**Tasks to complete**
A. Print the stretch of the forum thread on the 522 receiver from "TV 1 in our" through "(Jul 25, 2002)", word for word.
B. Carry on the forum thread about the wavy picture from the 522 receiver, starting after its last sentence.

**Document**
◇ ◇ ◇

# 522 question



## Lammo (Dec 14, 2004)

TV 1 in our family room is showing on a 15+ year old Pioneer big screen. TV 2 is upstairs on fairly new Toshiba LCD. The picture on TV 2 is just fine but TV 1 is periodically going "wavy", e.g., a person in dark clothing or dark lettering against a light background looks like a serrated knife blade. This only happens while watching live, not during DVR playback and mostly during commercials. So, I'm wondering if it's possible for one tuner of a 522 to go bad or is the old ginormous Pioneer (50" rear projection cabinet) finally dying so that we will be able to get our family room into this century? FWIW, the 522 is over 5 years old.


----------



## P Smith (Jul 25, 2002)

Definitely it's not a tuner issue.

◇ ◇ ◇

**Source data**
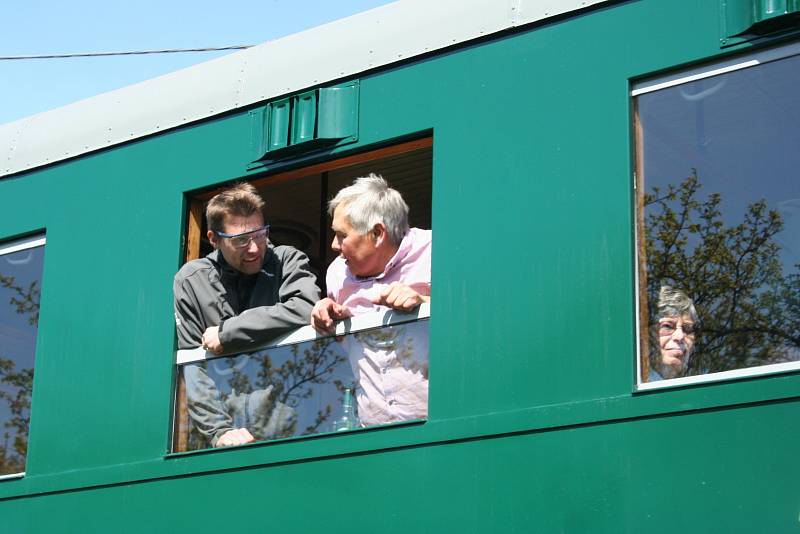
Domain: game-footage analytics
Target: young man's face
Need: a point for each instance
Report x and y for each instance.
(247, 259)
(360, 251)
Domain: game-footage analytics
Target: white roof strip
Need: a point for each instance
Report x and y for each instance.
(340, 49)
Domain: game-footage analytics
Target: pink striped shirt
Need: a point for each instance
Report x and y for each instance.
(390, 364)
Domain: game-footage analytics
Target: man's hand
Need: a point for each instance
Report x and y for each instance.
(211, 340)
(400, 297)
(325, 312)
(237, 436)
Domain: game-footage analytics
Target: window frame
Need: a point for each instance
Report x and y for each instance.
(38, 239)
(641, 87)
(193, 239)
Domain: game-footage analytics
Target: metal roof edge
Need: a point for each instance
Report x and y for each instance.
(339, 49)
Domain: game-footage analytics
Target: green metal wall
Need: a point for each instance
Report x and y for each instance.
(533, 424)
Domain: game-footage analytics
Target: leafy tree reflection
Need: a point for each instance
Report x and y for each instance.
(302, 369)
(749, 308)
(16, 385)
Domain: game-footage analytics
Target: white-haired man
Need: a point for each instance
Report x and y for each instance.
(382, 264)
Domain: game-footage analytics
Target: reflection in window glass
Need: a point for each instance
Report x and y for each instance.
(719, 222)
(311, 387)
(20, 288)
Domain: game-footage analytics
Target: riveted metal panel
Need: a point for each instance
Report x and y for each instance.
(376, 38)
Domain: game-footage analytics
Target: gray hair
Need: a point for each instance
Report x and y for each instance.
(370, 201)
(675, 303)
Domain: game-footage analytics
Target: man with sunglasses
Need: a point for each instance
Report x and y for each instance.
(243, 294)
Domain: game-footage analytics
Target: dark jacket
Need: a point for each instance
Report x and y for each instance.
(250, 309)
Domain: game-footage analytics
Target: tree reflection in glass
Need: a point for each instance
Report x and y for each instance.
(20, 291)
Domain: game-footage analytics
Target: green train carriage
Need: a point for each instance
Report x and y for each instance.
(571, 157)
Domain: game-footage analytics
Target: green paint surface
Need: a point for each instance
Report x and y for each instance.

◇ ◇ ◇

**In response**
A.
TV 1 in our family room is showing on a 15+ year old Pioneer big screen. TV 2 is upstairs on fairly new Toshiba LCD. The picture on TV 2 is just fine but TV 1 is periodically going "wavy", e.g., a person in dark clothing or dark lettering against a light background looks like a serrated knife blade. This only happens while watching live, not during DVR playback and mostly during commercials. So, I'm wondering if it's possible for one tuner of a 522 to go bad or is the old ginormous Pioneer (50" rear projection cabinet) finally dying so that we will be able to get our family room into this century? FWIW, the 522 is over 5 years old.


----------



## P Smith (Jul 25, 2002)

B.
What video cable you using for TV1 ? S-VHS ? Or RCA ?


----------



## Lammo (Dec 14, 2004)

P Smith said:


> Definitely it's not a tuner issue.
> 
> What video cable you using for TV1 ? S-VHS ? Or RCA ?


Thanks for the quick reply. It's S-video from the 522 in to my Denon AVR 3803, RCA out from the Denon to the Pioneer (which is so old it doesn't have S-video inputs). The RCA outputs on the 522 are connected to my DVD recorder. I've had it connected this way for years, the problem started within the last two weeks.


----------



## P Smith (Jul 25, 2002)

Could be cable's aging/seating; could you try direct [long] S-Video cable from 522 to that your TV1 ?


----------



## BattleZone (Nov 13, 2007)

In my experience, this is almost certainly a problem with the TV itself. Rear-projection TVs definitely have a finite lifespan, and once they start going, it's far cheaper to replace the TV than to try to fix it.


----------



## Lammo (Dec 14, 2004)

Quote:
Originally Posted by *P Smith*
_Could be cable's aging/seating; could you try direct [long] S-Video cable from 522 to that your TV1 ?___________________

Thanks but no S-video in on 15 + year old big screen. It barely has monitor in type RCA jacks.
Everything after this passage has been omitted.